* _What to do_:
1. In the stir fry recipe, how much rice vinegar does the sauce call for?
2. Retype the part of the stir fry recipe that begins at the words "This healthy stir" and stops after the words "free from preservatives.", keeping every character unchanged.

This healthy stir fry recipe is a colorful, nutrient-packed dish featuring a variety of crisp vegetables and lean protein, all tossed in a homemade stir fry sauce that’s flavorful and free from preservatives.
Author:Beth
Prep Time:15 minutes
Cook Time:15 minutes
Total Time:30 minutes
Yield:4 servings 1x
Category:Main Course
Method:Stir-Fry
Cuisine:Asian-Inspired
Diet:Low Fat
Ingredients
Scale
2 tablespoons olive oil or sesame oil
1 lb (450g) chicken breast or tofu, cubed
2 cups broccoli florets
1 bell pepper, sliced
1 cup snap peas
1 carrot, julienned
2 cloves garlic, minced
1 teaspoon fresh ginger, grated
2 green onions, sliced
1 tablespoon sesame seeds (optional)
For the Sauce:
1/4 cup low-sodium soy sauce or tamari
2 tablespoons honey or maple syrup
1 tablespoon rice vinegar
1 tablespoon cornstarch
1/4 cup water
1 teaspoon sesame oil
1/2 teaspoon chili flakes (optional)

* _Records provided_:
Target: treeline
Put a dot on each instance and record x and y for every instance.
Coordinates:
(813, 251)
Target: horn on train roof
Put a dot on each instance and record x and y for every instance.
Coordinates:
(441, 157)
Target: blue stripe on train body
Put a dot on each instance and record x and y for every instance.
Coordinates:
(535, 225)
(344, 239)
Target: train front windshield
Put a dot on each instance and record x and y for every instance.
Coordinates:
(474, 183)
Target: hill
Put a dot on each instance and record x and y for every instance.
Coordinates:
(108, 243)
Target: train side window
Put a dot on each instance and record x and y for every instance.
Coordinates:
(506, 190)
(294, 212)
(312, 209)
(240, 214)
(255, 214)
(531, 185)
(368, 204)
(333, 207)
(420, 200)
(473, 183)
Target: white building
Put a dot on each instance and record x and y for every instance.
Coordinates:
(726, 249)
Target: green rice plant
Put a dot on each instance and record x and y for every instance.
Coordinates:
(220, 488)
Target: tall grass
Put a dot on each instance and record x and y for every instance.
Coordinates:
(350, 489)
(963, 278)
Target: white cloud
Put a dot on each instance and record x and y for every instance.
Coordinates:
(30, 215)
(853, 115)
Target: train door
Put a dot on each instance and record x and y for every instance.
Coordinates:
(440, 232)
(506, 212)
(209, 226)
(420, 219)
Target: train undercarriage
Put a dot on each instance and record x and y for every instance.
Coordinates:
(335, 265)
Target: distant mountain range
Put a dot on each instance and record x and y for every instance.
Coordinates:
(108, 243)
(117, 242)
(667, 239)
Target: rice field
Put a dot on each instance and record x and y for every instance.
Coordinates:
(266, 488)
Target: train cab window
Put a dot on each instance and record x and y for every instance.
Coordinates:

* _Answers by task_:
1. 1 tablespoon

2.
This healthy stir fry recipe is a colorful, nutrient-packed dish featuring a variety of crisp vegetables and lean protein, all tossed in a homemade stir fry sauce that’s flavorful and free from preservatives.